Problem description: An image-free, verbatim transcription of the records is the expected result.
- Opening Delimiter -
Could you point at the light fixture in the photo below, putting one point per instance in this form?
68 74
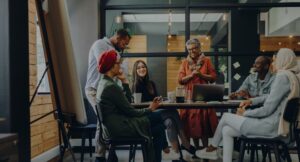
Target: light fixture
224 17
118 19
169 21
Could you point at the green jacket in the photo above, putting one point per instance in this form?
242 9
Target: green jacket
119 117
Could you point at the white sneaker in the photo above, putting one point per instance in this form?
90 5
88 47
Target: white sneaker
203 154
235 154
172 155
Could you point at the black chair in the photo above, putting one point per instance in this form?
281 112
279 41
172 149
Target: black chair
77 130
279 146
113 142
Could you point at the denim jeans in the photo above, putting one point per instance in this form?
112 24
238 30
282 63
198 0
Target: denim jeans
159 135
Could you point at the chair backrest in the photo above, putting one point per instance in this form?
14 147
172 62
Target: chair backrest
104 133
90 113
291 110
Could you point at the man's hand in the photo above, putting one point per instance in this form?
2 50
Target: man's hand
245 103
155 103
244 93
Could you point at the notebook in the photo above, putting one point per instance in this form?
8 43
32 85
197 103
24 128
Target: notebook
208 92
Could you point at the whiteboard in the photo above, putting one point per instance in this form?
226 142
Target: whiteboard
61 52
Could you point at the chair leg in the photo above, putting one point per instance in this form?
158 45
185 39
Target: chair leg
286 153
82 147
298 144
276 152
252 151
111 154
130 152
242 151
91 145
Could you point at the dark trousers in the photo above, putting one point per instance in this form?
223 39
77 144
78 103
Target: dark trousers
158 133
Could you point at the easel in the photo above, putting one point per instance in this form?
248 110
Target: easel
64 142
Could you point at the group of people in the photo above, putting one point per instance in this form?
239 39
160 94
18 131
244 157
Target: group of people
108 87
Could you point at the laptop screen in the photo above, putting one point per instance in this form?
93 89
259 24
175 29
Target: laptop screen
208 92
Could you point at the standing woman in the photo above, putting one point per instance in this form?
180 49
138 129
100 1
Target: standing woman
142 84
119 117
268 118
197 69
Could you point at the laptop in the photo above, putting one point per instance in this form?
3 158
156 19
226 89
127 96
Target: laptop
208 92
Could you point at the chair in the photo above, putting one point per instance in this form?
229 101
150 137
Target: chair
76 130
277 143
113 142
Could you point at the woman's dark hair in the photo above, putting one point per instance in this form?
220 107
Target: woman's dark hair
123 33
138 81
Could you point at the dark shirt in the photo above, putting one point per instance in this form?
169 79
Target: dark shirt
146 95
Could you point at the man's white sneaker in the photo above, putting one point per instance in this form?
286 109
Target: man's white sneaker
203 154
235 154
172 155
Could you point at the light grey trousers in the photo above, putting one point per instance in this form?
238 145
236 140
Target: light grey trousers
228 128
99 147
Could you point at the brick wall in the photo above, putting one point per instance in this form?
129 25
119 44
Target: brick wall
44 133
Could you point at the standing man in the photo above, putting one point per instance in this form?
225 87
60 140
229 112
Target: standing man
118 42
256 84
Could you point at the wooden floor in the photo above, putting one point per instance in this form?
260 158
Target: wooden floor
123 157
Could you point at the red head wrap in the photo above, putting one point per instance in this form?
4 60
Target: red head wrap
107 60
- Closing Delimiter -
Solution to this problem:
Could you point at the light fixture in the photo below, putting one point per instance in this form?
68 74
Target: light fixture
224 17
118 19
169 21
Could you point at the green jacket in the photo above, putting one point per instance in this form?
242 9
Target: green jacket
119 117
Could you point at the white sneaker in the photo above, putting one point per instance in this form?
90 5
88 47
Target: white sneaker
203 154
235 154
172 155
Could you point at the black chair in the photo above, putting one point per instance in this form?
281 112
279 41
172 149
Target: black chair
77 130
279 146
113 142
Could you point at the denim jeans in the photo above, putting one point per instance in this form?
112 24
238 30
282 63
198 0
Target: denim jeans
159 135
Could you point at the chair backrest in the photo above, putting one point per instance in this form?
14 147
172 62
Target: chair backrest
104 133
90 113
291 110
Could you point at the man's hand in the photo above, putting one point per instance in this form?
2 50
Target: man's hand
245 103
155 103
244 93
Could you point at the notebook in the photo above, putting one point per instance in this form?
8 43
32 85
197 103
24 128
Target: notebook
208 92
Could you point at the whiteboard in the photo above, putting one point per instance in this form?
226 142
Target: whiteboard
61 52
Could you point at the chair leg in the photo above, putting one point per instance in this form?
158 45
185 39
Target: chair leg
286 153
82 147
298 144
276 152
252 151
111 154
130 152
242 151
91 145
Could you point at the dark trousers in the photo above, putting one point per instance in this form?
223 39
77 144
78 103
Target: dark trousers
158 133
Could you point at the easel in the photo above, putting one point per instance in this form?
248 110
Target: easel
64 142
Could you point at the group of people in the photo above, putting one point per instance in this form?
239 39
160 94
18 131
244 157
Target: group of people
108 87
Could you point at the laptop screen in the photo above, putting one point per instance in this form?
93 89
259 24
175 29
Target: laptop screen
208 92
Could you point at the standing woman in the photo above, putting one point per instance in this form?
180 49
138 129
100 1
Target: standing woman
142 84
119 117
268 118
197 69
Could you point at the laptop in the photo above, putting one point per instance in this form?
3 158
156 19
226 89
127 96
Target: laptop
208 92
Could you point at the chair in the photo above, putting one point per instance in this form?
229 101
150 137
Target: chair
76 130
277 143
113 142
Could you point at the woman's dark hair in the photo above, putting one point per instance in this form?
220 107
Target: woman's dark hair
123 33
138 81
Could you point at the dark shirt in the photo above, putting one point per instance in this form?
169 79
Target: dark shirt
146 95
Could you point at the man's white sneaker in the photo above, putting one point per instance in this form?
286 109
Target: man's white sneaker
203 154
235 154
172 155
Could you point at the light grey trousers in the photo above, putting one point per instance in this form?
238 145
236 140
Target: light grey trousers
228 128
99 147
Could you point at the brick wall in the photo above, putting one point per instance in this form?
129 25
119 44
Target: brick wall
44 133
Could you point at the standing man in the photo above, putting one point per instance in this form?
225 87
60 140
229 112
Target: standing man
118 42
256 84
Could you point at the wooden floor in the photo above, putting one point per instance in this form?
260 158
Target: wooden floor
123 157
Could you point at the red head wrap in the photo above, putting one point per instance in this form?
4 60
Target: red head wrap
107 60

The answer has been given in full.